Les Goules : Au crépuscule, Les Goules
Musique

Les Goules : Au crépuscule, Les Goules

Les Goules sortent de l’ombre avec un troisième album intitulé Les Animaux. Discussion avec deux goules qui, pour le bien de cet exercice, s’appliquent à prendre un peu de distance pour mieux observer leurs créatures.

Après deux disques assez éclectiques (Les Goules et Memories) intégrant la citation musicale avec une dynamique frôlant l’absurde dans une ambiance surréaliste, Les Goules en remettent avec Les Animaux qui, en marge de leurs précédentes réalisations, ne tarde pas à se démarquer par un son plus lourd et direct. Keith Kouna, le maître de cérémonie à la voix grinçante et à la plume colorée, admet que le caractère du disque s’est imposé de lui-même avec des compositions élaborées en vitesse dans des circonstances précipitées. "C’est beaucoup plus métal et mélancolique aussi. Je peux écrire trois ou quatre textes complètement différents pour la même toune. L’idéal serait peut-être que j’en fasse juste un, mais ce n’est pas le cas. J’aime ça que les mots soient musicaux, c’est pour ça que je ne suis jamais arrivé avec un texte fini et complété en face des gars, sur lequel on pourrait faire la musique. Au contraire, le choix des mots et le choix des images va avec ce qui se dégage musicalement. J’attends que toute la musique soit faite pour trouver des paroles. Dans ce cas-ci, la musique est plus lourde. Elle est plus élaborée aussi, avec pas mal de changement de beat. C’était beaucoup de travail en très peu de temps." La démarche des Goules se dispense de tout impératif secondaire et s’applique avec spontanéité. Presque un accident de parcours à leur début, il y a sept ans, les spectacles se sont enchaînés et, pour une fois, les membres du groupe se sont imposés un ultimatum en désirant sortir l’album au printemps, question de pouvoir profiter d’un été qui sera sans doute bien rempli pour la troupe nocturne. "La seule limite qu’on avait c’était le temps", explique Klaudre Chubeda, le bassiste de la formation et qui incarne sur scène la bonniche aguichante aux cheveux platine, dont les attributs ne laissent pas indifférents. "On l’a enregistré très rapidement, mais on avait commencé en retard. Pas mal toutes les idées se trouvent en jammant. C’est Keith et Ken Pavel, notre guitar hero, qui commencent à monter les chansons et nous, on s’y greffe par la suite. Dès que l’on tombe sur quelque chose d’intéressant en pratique, on rit et ça prouve probablement que c’est cliché ou peut-être l’inverse. À ce moment-là, pour nous, c’est bon signe. On s’amuse et on a le feeling d’être sur une bonne piste. Comme le petit boutte rock ‘n’ roll dans la pièce Mouture qui se mélange avec du grind, c’est cliché à mort!"

# Extrait de données
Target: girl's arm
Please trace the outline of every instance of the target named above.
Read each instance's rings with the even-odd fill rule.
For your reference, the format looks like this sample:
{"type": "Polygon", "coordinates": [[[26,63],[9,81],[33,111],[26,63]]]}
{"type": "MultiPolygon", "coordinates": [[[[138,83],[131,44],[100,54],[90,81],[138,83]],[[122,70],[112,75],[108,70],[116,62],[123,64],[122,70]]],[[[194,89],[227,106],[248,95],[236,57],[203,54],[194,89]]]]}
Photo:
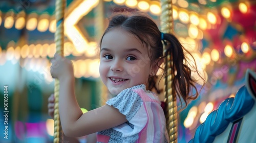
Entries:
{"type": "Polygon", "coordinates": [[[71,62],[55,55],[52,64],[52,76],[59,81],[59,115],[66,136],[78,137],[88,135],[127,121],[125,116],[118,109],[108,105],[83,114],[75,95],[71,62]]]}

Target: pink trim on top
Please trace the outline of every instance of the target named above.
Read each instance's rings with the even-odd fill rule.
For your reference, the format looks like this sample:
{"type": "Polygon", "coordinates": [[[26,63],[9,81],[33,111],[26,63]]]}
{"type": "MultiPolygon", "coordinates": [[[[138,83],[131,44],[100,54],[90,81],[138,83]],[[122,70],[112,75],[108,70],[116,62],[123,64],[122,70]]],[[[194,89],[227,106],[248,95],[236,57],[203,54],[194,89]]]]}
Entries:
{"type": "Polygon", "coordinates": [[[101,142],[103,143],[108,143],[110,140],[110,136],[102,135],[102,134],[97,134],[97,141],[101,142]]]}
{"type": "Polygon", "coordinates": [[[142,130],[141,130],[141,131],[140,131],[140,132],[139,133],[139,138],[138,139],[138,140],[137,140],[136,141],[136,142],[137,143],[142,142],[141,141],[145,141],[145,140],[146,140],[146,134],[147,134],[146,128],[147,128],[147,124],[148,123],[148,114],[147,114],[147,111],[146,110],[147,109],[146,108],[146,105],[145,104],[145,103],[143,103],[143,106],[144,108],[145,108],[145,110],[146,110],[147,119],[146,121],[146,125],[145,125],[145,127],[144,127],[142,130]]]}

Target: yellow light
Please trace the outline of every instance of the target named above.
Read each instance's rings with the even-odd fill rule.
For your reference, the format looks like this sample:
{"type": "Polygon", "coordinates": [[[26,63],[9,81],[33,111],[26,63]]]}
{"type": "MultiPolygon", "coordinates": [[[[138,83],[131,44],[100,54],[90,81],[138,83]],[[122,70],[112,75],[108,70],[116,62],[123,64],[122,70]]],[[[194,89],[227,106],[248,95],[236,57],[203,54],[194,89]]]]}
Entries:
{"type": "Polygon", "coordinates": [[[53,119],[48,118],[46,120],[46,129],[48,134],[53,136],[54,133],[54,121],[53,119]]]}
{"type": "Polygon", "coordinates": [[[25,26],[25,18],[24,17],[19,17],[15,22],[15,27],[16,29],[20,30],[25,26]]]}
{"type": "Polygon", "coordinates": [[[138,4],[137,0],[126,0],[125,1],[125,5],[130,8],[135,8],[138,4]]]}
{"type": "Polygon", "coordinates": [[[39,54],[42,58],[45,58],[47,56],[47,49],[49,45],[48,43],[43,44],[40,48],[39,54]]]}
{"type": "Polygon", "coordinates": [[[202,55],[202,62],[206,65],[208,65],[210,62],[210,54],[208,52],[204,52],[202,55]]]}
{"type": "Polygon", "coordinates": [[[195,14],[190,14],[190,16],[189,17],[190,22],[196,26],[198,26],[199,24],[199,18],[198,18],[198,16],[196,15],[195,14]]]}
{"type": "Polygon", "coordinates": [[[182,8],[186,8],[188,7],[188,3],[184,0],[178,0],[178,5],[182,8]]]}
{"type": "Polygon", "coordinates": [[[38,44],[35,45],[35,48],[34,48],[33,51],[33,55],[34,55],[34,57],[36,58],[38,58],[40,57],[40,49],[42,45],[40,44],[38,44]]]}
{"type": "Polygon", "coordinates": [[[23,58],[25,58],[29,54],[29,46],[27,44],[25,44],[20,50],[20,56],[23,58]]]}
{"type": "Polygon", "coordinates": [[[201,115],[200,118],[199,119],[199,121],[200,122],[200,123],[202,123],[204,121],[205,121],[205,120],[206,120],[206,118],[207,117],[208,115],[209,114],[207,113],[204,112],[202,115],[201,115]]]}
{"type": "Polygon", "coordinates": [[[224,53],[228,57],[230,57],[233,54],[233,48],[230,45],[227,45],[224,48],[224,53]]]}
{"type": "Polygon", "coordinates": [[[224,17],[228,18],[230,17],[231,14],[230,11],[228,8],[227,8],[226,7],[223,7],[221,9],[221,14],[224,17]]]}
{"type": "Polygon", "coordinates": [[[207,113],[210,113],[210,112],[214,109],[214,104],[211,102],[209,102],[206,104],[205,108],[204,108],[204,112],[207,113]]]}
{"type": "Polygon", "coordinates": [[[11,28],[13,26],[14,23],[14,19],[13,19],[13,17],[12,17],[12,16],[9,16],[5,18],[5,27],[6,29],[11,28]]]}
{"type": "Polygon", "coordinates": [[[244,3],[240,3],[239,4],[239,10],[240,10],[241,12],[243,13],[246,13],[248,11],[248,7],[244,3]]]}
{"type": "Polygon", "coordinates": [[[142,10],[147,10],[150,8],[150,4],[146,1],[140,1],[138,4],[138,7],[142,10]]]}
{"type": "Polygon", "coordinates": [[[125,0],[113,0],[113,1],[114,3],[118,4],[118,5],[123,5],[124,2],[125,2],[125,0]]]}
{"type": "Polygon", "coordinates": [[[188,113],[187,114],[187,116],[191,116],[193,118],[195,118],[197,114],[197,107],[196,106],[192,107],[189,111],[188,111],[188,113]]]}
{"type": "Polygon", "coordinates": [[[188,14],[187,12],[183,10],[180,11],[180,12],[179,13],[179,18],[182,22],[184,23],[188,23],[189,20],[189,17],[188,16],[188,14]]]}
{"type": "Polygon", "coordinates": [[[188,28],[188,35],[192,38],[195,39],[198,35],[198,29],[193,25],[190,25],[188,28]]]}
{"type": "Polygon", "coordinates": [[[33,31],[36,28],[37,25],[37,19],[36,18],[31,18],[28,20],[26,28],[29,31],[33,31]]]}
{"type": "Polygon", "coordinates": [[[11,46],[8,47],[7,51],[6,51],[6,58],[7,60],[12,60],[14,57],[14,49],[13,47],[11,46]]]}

# Exercices à résoudre
1) D'après le texte sur Les Goules, qui est le bassiste du groupe ?
2) Modifiez le passage du texte sur Les Goules entre « Les Goules : Au » et « observer leurs créatures. », inclusivement, en remplaçant « troisième album » par « nouvel album ».

# Réponses
1) Klaudre Chubeda est le bassiste du groupe.

2)
Les Goules : Au crépuscule, Les Goules
Musique

Les Goules : Au crépuscule, Les Goules

Les Goules sortent de l’ombre avec un nouvel album intitulé Les Animaux. Discussion avec deux goules qui, pour le bien de cet exercice, s’appliquent à prendre un peu de distance pour mieux observer leurs créatures.